Readers will learn about the disability rights movement that led to the passage of the Americans with Disabilities Act of 1990. A foreword and back matter provide further information about Jennifer and the movement.

Positive Messages

You don't have to be a grown up to make a difference. Believe in yourself. Find a group of people who can help you achieve your goals. Never give up! Protesting injustice can change minds and laws.  

Positive Role Models & Representations

Jennifer is super inspiring: a dedicated kid activist, her story shows kids they can make positive change, too. She's also confident and realistic: she knows change takes time, and shows perseverance when she faces unfair treatment, finding strength within the disability rights movement. Jennifer uses a wheelchair and her family appear to be White, while organizing and protest scenes show people of various genders, skin colors and physical abilities.

Violence & Scariness

Jennifer experiences exclusion from school/school officials and meanness from other children due to being in a wheelchair.

STATED GOAL: Continue the book review about Jennifer and the disability rights movement, picking up after its final sentence. The entries that come next are separate material with no connection to the book review about Jennifer and the disability rights movement.

INFORMATION GIVEN:
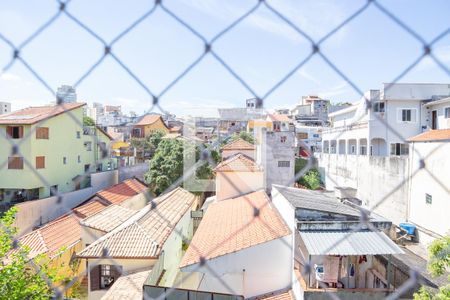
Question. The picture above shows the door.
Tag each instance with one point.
(434, 119)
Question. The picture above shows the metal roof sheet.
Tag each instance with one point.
(348, 243)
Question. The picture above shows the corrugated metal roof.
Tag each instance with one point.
(316, 200)
(348, 243)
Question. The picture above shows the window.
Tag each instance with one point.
(407, 115)
(106, 276)
(378, 107)
(399, 149)
(428, 199)
(42, 133)
(284, 164)
(88, 146)
(40, 162)
(14, 132)
(15, 163)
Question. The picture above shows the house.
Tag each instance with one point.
(335, 251)
(62, 238)
(55, 153)
(381, 130)
(150, 239)
(238, 175)
(236, 252)
(238, 146)
(148, 124)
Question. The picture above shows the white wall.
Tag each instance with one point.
(268, 267)
(128, 265)
(233, 184)
(37, 212)
(431, 218)
(381, 182)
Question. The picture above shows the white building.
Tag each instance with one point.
(5, 107)
(394, 116)
(66, 94)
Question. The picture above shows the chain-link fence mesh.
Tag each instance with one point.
(157, 102)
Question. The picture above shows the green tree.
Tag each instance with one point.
(19, 278)
(438, 264)
(88, 121)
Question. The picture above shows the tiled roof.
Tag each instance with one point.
(149, 119)
(285, 295)
(50, 238)
(239, 144)
(90, 208)
(109, 218)
(231, 225)
(432, 135)
(237, 163)
(279, 118)
(32, 115)
(122, 191)
(127, 287)
(143, 235)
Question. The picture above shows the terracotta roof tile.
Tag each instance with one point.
(122, 191)
(50, 238)
(239, 144)
(32, 115)
(230, 225)
(237, 163)
(143, 235)
(432, 135)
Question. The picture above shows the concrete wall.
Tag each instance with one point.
(233, 184)
(432, 218)
(128, 265)
(381, 182)
(37, 212)
(253, 271)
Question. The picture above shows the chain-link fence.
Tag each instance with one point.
(156, 98)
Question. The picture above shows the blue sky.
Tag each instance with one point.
(370, 50)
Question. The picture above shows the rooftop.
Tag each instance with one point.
(144, 233)
(239, 144)
(122, 191)
(32, 115)
(108, 218)
(316, 200)
(435, 135)
(237, 163)
(149, 119)
(348, 243)
(231, 225)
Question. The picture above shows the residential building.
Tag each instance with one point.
(148, 124)
(150, 239)
(233, 252)
(5, 107)
(394, 115)
(62, 238)
(66, 94)
(55, 154)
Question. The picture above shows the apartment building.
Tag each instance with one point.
(394, 115)
(48, 150)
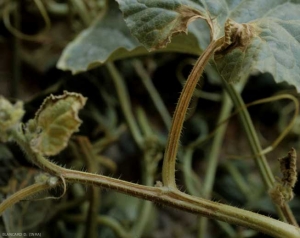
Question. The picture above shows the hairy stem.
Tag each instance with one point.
(168, 176)
(284, 211)
(167, 196)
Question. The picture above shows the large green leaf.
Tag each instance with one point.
(109, 39)
(274, 46)
(275, 49)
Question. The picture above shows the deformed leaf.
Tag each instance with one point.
(54, 123)
(154, 22)
(109, 39)
(274, 45)
(10, 115)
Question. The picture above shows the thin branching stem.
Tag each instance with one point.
(168, 176)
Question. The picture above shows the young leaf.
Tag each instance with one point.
(275, 48)
(109, 39)
(54, 123)
(10, 115)
(153, 22)
(273, 45)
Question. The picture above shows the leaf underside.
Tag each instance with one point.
(274, 49)
(55, 122)
(110, 39)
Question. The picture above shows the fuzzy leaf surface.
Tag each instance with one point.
(110, 39)
(274, 47)
(55, 122)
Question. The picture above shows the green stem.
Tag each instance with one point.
(167, 196)
(284, 212)
(213, 159)
(168, 175)
(94, 192)
(23, 193)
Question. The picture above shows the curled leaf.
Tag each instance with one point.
(10, 115)
(54, 123)
(153, 23)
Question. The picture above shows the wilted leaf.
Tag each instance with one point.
(10, 115)
(273, 47)
(110, 39)
(54, 123)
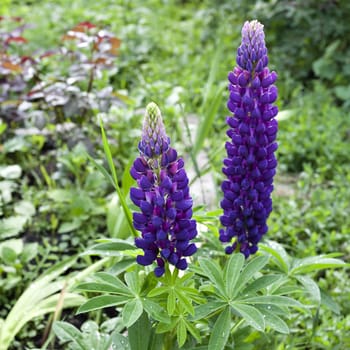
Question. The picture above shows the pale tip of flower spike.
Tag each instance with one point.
(154, 141)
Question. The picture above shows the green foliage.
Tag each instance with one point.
(53, 198)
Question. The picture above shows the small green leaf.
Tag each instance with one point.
(202, 311)
(119, 342)
(101, 302)
(12, 226)
(232, 272)
(221, 331)
(132, 279)
(249, 271)
(185, 302)
(251, 315)
(193, 330)
(181, 333)
(278, 252)
(139, 333)
(275, 322)
(10, 172)
(67, 332)
(132, 311)
(155, 311)
(8, 255)
(212, 270)
(328, 301)
(260, 283)
(272, 299)
(171, 302)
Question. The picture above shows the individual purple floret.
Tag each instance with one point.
(251, 163)
(163, 198)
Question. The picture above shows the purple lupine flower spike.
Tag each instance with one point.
(163, 198)
(251, 163)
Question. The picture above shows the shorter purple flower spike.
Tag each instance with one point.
(163, 198)
(251, 163)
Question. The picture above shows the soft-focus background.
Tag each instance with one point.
(64, 63)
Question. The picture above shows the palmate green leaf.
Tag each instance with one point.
(171, 302)
(105, 283)
(261, 283)
(101, 302)
(68, 332)
(155, 311)
(212, 270)
(204, 310)
(139, 333)
(102, 288)
(251, 315)
(121, 266)
(132, 311)
(158, 291)
(315, 263)
(232, 272)
(184, 301)
(281, 257)
(249, 271)
(272, 299)
(110, 247)
(221, 331)
(274, 321)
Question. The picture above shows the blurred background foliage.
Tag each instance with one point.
(65, 64)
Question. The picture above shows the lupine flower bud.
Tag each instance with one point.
(163, 197)
(251, 163)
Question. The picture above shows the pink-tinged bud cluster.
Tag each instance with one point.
(163, 198)
(251, 163)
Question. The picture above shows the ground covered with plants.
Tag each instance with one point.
(68, 276)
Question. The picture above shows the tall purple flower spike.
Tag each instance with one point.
(251, 163)
(163, 197)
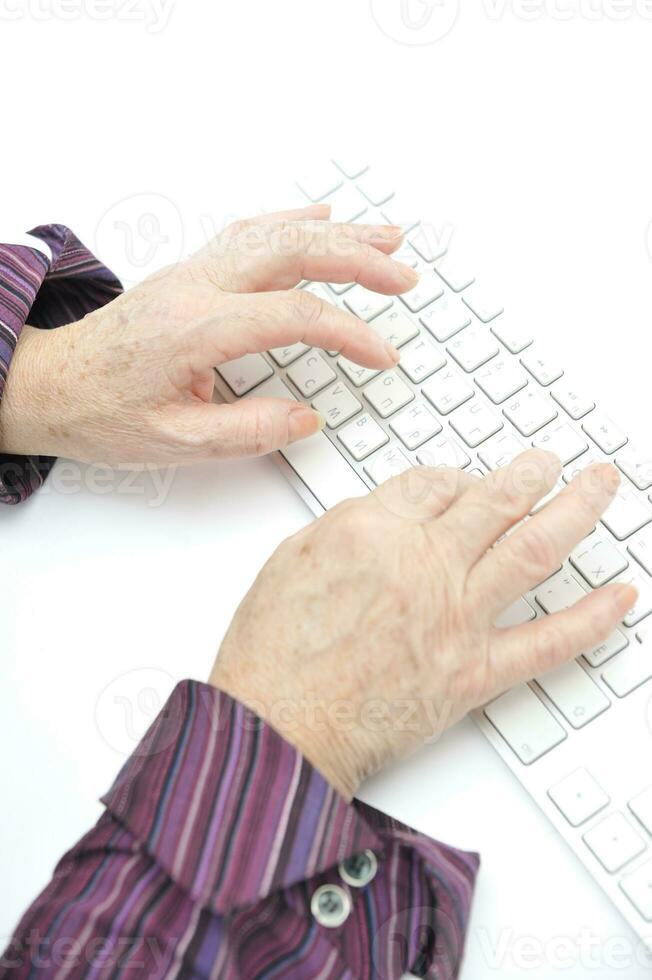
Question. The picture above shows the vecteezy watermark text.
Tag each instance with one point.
(154, 14)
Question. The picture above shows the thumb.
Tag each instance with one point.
(251, 427)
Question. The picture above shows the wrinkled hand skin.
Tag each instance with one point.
(382, 611)
(133, 381)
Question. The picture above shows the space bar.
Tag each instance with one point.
(324, 470)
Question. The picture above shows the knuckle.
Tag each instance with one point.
(355, 521)
(533, 551)
(551, 647)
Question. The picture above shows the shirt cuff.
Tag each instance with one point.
(233, 813)
(49, 293)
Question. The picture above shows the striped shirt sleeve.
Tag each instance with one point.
(216, 835)
(46, 294)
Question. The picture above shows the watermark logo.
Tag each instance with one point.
(153, 14)
(141, 234)
(127, 707)
(415, 22)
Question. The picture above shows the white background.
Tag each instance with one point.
(531, 136)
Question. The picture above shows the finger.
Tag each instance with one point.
(278, 255)
(262, 321)
(499, 501)
(523, 652)
(313, 212)
(250, 427)
(423, 492)
(537, 548)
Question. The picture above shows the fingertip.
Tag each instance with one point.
(303, 422)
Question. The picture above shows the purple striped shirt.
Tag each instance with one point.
(217, 832)
(45, 294)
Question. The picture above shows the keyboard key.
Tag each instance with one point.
(375, 186)
(579, 797)
(347, 204)
(426, 291)
(351, 166)
(356, 374)
(475, 423)
(388, 393)
(428, 242)
(638, 888)
(415, 425)
(640, 548)
(525, 723)
(641, 807)
(544, 501)
(530, 411)
(420, 360)
(614, 842)
(337, 405)
(598, 560)
(446, 317)
(513, 334)
(447, 390)
(245, 373)
(340, 287)
(563, 441)
(396, 326)
(472, 348)
(480, 301)
(574, 402)
(501, 451)
(515, 615)
(604, 433)
(611, 646)
(321, 180)
(454, 273)
(643, 605)
(285, 355)
(559, 592)
(626, 514)
(637, 466)
(585, 460)
(573, 692)
(273, 388)
(500, 379)
(362, 437)
(628, 670)
(311, 373)
(541, 367)
(324, 470)
(441, 451)
(365, 304)
(401, 213)
(386, 464)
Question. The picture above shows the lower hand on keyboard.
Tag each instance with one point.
(133, 381)
(372, 629)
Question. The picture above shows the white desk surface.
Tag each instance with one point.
(532, 138)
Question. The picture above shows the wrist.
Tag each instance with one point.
(31, 411)
(315, 739)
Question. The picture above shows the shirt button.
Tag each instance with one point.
(331, 906)
(359, 870)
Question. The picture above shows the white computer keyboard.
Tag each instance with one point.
(472, 390)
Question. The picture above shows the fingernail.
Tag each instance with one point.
(610, 477)
(304, 421)
(391, 351)
(410, 275)
(627, 595)
(390, 232)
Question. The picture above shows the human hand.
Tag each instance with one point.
(133, 381)
(372, 630)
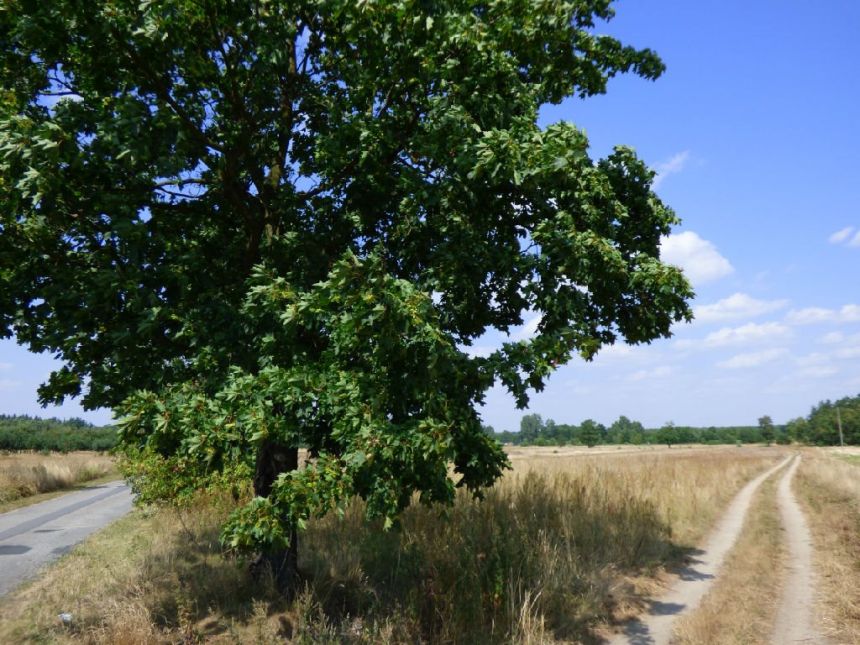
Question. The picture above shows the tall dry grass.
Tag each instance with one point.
(556, 550)
(741, 607)
(829, 489)
(23, 474)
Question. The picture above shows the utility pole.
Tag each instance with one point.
(839, 423)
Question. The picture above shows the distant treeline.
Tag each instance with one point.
(821, 427)
(31, 433)
(535, 431)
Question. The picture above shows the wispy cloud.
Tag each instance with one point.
(753, 359)
(737, 306)
(673, 166)
(816, 315)
(846, 237)
(529, 329)
(841, 235)
(699, 258)
(749, 333)
(657, 372)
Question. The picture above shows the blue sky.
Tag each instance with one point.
(754, 128)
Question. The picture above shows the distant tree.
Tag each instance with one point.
(590, 433)
(766, 429)
(531, 427)
(623, 430)
(667, 434)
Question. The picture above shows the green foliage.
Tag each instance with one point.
(245, 224)
(30, 433)
(766, 429)
(625, 431)
(821, 426)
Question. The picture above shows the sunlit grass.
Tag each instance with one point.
(24, 474)
(558, 550)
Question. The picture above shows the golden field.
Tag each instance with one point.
(567, 544)
(24, 474)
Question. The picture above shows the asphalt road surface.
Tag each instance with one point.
(32, 536)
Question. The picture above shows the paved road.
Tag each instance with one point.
(35, 535)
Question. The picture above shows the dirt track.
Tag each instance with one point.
(794, 623)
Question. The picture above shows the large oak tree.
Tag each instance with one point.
(253, 225)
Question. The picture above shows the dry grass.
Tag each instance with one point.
(556, 550)
(741, 607)
(24, 474)
(829, 490)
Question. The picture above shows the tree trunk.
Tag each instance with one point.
(282, 564)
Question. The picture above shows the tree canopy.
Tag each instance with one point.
(253, 225)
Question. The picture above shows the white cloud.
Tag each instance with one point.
(833, 338)
(671, 167)
(657, 372)
(814, 315)
(529, 329)
(736, 306)
(841, 235)
(478, 351)
(753, 359)
(699, 258)
(847, 352)
(751, 332)
(817, 371)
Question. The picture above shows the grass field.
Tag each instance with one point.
(829, 488)
(27, 474)
(564, 546)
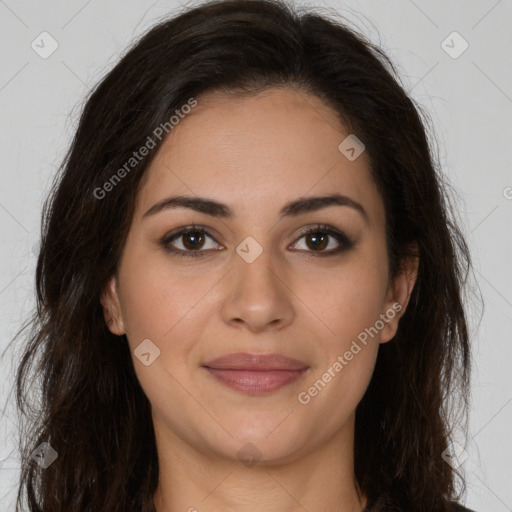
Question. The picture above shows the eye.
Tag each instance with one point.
(317, 238)
(192, 240)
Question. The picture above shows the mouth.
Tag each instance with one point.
(255, 374)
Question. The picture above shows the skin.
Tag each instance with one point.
(255, 155)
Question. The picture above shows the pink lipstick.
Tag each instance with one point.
(255, 374)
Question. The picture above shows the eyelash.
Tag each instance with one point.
(345, 242)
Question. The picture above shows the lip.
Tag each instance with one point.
(255, 374)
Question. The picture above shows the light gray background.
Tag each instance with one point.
(469, 99)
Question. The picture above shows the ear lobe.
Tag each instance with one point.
(109, 299)
(399, 294)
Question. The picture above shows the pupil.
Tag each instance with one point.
(196, 240)
(319, 241)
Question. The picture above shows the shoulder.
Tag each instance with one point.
(385, 503)
(457, 507)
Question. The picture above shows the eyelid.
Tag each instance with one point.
(344, 241)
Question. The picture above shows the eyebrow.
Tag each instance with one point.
(291, 209)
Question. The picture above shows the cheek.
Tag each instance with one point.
(348, 298)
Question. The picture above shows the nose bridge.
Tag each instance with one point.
(258, 295)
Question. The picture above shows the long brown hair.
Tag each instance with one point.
(90, 407)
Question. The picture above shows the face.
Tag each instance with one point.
(255, 331)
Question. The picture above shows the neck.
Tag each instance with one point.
(194, 480)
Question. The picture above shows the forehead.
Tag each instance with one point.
(257, 152)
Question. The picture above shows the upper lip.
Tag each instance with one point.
(255, 362)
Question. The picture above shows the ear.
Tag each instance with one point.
(398, 294)
(111, 307)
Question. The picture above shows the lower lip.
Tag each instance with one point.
(255, 382)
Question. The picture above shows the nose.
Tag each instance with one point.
(258, 296)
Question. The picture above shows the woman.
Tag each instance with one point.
(249, 283)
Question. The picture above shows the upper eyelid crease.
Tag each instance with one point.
(341, 237)
(291, 209)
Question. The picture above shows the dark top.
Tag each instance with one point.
(386, 504)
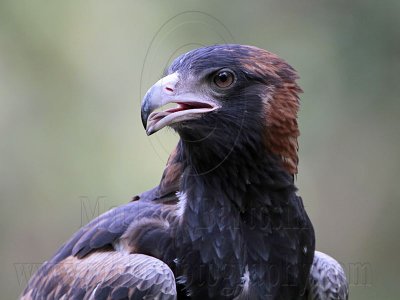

ANSWER TO THE PROBLEM:
Language

What parents need to know

Parents need to know that All the Way to the Top: How One Girl's Fight for Americans with Disabilities Changed Everything, by Annette Bay Pimentel and illustrated by Nabi H. Ali, tells the true story of Jennifer, a self-assured young activist with cerebral palsy who helped lead the "Capitol Crawl." That's when activists left their wheelchairs and crawled up the steps of Congress (which had no ramp). This action led to the passage of the Americans with Disabilities Act of 1990 (known as the ADA). Young readers will learn about the long work of activism and the ADA, while being inspired by Jennifer's example that kids can make a difference in their world. Jennifer and her family appear to be White, while background characters are diverse in skin color, gender, and physical ability. Young or sensitive kids might feel upset about the unfair, and sometimes mean, treatment Jennifer receives, though there's no physical violence in the story. While the foreword by the now-adult Jennifer and back matter provide historical background seem geared to older readers, the story in this picture book biography is simple enough for little ones. All the Way to the Top is a comprehensive introduction to an important part of American history for young readers.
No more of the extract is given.